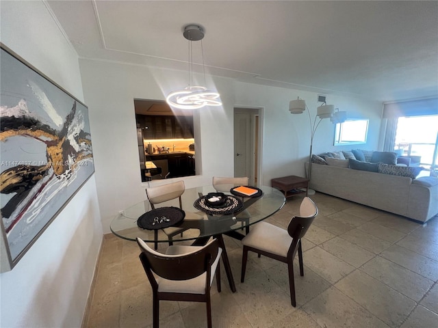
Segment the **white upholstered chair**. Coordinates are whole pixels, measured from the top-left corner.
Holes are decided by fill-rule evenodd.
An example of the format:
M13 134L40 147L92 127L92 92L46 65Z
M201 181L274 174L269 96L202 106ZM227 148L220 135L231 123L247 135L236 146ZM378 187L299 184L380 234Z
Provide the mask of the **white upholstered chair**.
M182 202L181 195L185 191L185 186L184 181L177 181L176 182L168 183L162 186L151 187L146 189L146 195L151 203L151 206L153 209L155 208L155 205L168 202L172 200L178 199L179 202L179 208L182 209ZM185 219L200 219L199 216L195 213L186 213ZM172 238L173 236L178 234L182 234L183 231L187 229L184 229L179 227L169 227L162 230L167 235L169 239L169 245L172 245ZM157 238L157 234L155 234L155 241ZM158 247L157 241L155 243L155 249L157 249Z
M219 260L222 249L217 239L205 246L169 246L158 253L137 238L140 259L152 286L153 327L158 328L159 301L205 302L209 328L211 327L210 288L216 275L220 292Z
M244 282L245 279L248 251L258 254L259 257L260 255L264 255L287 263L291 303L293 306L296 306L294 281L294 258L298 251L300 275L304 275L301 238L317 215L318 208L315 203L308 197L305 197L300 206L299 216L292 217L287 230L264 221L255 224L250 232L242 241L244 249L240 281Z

──────

TASK INSTRUCTIONS :: Put every line of the rows above into a Markdown table with the columns Number and Content, numbering the lines in order and skipping blank ones. Leave the pictures out.

EXERCISE RESPONSE ::
| Number | Content |
|---|---|
| 1 | Segment the **white upholstered chair**. Coordinates are whole pixels, measured from the top-left corner. |
| 2 | Holes are decided by fill-rule evenodd. |
| 3 | An example of the format: |
| 4 | M13 134L40 147L92 127L92 92L46 65Z |
| 5 | M201 181L274 174L269 96L202 106ZM227 148L220 135L231 123L247 135L236 146ZM378 187L299 184L380 234Z |
| 6 | Provide the mask of the **white upholstered chair**. |
| 7 | M182 202L181 195L185 191L185 186L184 181L177 181L176 182L168 183L162 186L151 187L146 189L146 195L151 203L151 206L153 209L155 208L155 205L168 202L172 200L178 199L179 202L179 208L182 209ZM185 219L200 219L199 216L195 213L186 213ZM172 238L173 236L178 234L182 234L183 231L187 229L184 229L179 227L169 227L162 230L167 235L169 239L169 245L172 245ZM157 238L157 234L155 234L155 241ZM158 247L157 241L155 243L155 249L157 249Z |
| 8 | M219 260L222 249L217 239L205 246L169 246L158 253L137 238L140 259L152 286L153 327L158 328L159 301L205 302L209 328L211 327L210 288L216 275L220 292Z |
| 9 | M244 282L245 279L248 251L258 254L259 257L260 255L264 255L287 263L291 303L293 306L296 306L294 281L294 258L298 251L300 275L304 275L301 238L317 215L318 208L315 203L308 197L305 197L300 206L299 216L292 217L287 230L264 221L255 224L250 232L242 241L244 249L240 281Z |